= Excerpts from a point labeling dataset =
§ §
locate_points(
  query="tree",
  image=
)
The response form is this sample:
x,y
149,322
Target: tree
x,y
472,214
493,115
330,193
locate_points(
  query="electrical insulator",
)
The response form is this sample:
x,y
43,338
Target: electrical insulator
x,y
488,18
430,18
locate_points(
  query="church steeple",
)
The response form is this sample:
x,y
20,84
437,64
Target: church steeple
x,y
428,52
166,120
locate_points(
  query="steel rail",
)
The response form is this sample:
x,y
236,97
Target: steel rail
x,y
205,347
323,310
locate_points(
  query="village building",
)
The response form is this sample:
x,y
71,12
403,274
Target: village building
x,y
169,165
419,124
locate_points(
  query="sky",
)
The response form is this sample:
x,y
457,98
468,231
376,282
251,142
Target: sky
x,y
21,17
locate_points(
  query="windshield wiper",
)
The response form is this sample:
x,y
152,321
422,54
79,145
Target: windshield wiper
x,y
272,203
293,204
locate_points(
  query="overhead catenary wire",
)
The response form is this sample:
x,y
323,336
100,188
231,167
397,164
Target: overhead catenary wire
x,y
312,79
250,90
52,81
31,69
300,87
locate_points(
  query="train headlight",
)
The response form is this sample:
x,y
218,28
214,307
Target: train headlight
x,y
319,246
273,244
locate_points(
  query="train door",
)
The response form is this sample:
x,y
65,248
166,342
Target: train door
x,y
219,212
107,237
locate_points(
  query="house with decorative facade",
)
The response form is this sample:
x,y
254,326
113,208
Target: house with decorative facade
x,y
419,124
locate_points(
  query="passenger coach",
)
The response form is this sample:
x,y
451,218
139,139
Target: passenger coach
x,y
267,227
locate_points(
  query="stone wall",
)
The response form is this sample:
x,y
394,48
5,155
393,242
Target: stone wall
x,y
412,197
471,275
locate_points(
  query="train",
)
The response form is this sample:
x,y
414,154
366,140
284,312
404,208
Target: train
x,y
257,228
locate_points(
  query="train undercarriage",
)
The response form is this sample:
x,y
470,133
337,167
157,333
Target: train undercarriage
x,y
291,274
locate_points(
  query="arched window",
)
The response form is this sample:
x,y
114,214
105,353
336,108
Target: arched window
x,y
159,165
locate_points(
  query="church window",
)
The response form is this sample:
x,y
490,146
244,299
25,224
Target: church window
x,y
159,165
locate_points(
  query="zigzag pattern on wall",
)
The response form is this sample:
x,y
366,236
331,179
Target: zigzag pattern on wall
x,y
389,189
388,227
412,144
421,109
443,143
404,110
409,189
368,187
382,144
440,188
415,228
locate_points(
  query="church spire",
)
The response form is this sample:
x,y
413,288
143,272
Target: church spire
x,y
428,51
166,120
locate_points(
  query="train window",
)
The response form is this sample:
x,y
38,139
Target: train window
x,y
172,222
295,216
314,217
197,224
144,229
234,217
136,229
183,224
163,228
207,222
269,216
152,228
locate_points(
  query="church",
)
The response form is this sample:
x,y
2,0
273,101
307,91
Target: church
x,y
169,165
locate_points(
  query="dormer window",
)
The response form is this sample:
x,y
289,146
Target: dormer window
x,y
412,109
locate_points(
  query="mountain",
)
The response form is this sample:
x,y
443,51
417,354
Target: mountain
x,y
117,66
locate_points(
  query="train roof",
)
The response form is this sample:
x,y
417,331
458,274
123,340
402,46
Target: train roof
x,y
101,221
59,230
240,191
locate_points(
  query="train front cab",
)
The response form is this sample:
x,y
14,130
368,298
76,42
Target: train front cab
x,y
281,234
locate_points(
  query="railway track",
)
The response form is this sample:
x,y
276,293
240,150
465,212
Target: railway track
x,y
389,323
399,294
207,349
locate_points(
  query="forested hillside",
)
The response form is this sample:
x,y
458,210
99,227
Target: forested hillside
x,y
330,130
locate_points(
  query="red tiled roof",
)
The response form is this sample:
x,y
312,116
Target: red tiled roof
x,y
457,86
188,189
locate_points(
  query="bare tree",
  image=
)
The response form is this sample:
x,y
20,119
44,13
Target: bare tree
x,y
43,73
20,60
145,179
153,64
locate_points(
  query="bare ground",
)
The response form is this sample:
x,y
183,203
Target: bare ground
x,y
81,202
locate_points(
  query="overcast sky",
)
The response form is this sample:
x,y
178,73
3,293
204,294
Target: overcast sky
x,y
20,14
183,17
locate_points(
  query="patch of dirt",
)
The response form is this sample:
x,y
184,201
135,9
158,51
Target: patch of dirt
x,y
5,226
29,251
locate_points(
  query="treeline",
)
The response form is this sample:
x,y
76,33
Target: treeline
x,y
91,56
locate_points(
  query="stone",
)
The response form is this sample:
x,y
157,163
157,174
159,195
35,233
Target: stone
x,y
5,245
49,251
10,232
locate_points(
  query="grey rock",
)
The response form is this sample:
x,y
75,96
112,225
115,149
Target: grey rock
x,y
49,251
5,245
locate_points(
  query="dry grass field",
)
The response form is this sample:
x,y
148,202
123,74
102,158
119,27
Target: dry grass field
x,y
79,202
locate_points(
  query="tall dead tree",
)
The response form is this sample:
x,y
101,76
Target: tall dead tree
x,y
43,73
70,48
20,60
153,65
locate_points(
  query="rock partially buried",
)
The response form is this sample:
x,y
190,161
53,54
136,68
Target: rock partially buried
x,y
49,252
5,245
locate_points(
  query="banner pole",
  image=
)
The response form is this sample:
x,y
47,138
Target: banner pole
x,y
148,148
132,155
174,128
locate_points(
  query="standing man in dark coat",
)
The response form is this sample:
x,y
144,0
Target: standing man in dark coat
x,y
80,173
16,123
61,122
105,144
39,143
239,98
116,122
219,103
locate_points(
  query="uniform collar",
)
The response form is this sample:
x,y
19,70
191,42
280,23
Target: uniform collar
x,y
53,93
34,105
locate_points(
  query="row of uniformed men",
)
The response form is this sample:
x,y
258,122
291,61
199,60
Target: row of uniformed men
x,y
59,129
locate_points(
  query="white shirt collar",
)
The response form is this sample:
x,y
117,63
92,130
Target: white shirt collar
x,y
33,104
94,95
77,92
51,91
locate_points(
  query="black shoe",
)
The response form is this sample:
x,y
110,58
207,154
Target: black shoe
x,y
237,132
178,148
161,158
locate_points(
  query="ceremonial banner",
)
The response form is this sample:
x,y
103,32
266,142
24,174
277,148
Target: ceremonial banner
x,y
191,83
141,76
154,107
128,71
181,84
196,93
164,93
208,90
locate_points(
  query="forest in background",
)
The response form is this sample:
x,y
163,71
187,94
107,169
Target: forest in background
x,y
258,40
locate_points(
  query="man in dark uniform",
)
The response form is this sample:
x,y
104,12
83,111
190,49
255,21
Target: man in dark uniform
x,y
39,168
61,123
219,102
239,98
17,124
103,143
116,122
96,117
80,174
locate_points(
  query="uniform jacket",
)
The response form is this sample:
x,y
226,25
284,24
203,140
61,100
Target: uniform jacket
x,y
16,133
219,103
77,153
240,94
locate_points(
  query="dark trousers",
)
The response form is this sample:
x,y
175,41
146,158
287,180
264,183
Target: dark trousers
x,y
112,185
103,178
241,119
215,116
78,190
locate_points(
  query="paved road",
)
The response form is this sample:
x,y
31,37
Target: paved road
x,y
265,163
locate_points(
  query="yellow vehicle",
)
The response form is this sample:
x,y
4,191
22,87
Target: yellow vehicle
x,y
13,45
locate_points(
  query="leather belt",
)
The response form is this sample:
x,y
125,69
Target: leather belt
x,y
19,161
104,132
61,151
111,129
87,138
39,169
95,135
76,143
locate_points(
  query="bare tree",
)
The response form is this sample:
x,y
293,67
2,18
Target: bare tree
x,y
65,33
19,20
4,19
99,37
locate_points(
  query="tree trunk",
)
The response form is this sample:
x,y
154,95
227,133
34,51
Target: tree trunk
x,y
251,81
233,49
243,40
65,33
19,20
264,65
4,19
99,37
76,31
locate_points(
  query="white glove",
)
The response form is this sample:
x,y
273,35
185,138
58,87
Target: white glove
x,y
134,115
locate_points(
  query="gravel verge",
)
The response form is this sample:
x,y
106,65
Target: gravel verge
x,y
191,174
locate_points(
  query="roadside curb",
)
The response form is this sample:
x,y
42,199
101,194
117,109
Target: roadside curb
§ §
= THE PROBLEM =
Pull out every line above that contains the string "shirt". Treat the match as case-sensitive.

= RESPONSE FOR THIS EXERCISE =
  query="white shirt collar",
Target: white shirt collar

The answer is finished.